COMPLETE THE FOLLOWING:
1) Answer these questions from the barg.R documentation:
(a) Who put forward the Bayesian Analysis Reporting Guidelines?
(b) Which two functions make the Bayesian models whose goodness of fit metrics this function summarizes?
(c) What can be passed as the fit parameter?
2) Please extract from the barg.R documentation the part that opens with the words containing "#' Function to" and closes with "#' the output.".

EXERCISE PASSAGE:
________________
R/barg.R
In pcvr: Plant Phenotyping and Bayesian Statistics

Documented in barg

#' Function to help fulfill elements of the Bayesian Analysis Reporting Guidelines.
#'
#' The Bayesian Analysis Reporting Guidelines were put forward by Kruschke
#' (https://www.nature.com/articles/s41562-021-01177-7) to aide in reproducibility and documentation
#' of Bayesian statistical analyses that are sometimes unfamiliar to reviewers or scientists.
#' The purpose of this function is to summarize goodness of fit metrics from one or more Bayesian models
#' made by \link{growthSS} and \link{fitGrowth}. See details for explanations of those metrics and
#' the output.
#'
#' @param fit A conjugate object, brmsfit object, or a list of brmsfit objects in the case that you
#' split models to run on subsets of the data for computational simplicity.
________________
PROVIDED DATA:
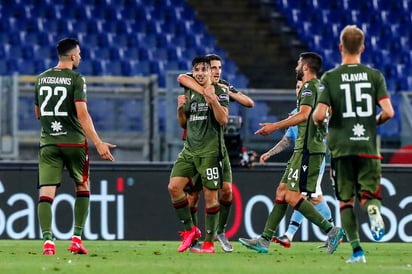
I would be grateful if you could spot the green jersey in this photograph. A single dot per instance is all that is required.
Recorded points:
________________
EXPECTED RESPONSES:
1)
(a) Kruschke
(b) growthSS and fitGrowth
(c) A conjugate object, a brmsfit object, or a list of brmsfit objects

2)
#' Function to help fulfill elements of the Bayesian Analysis Reporting Guidelines.
#'
#' The Bayesian Analysis Reporting Guidelines were put forward by Kruschke
#' (https://www.nature.com/articles/s41562-021-01177-7) to aide in reproducibility and documentation
#' of Bayesian statistical analyses that are sometimes unfamiliar to reviewers or scientists.
#' The purpose of this function is to summarize goodness of fit metrics from one or more Bayesian models
#' made by \link{growthSS} and \link{fitGrowth}. See details for explanations of those metrics and
#' the output.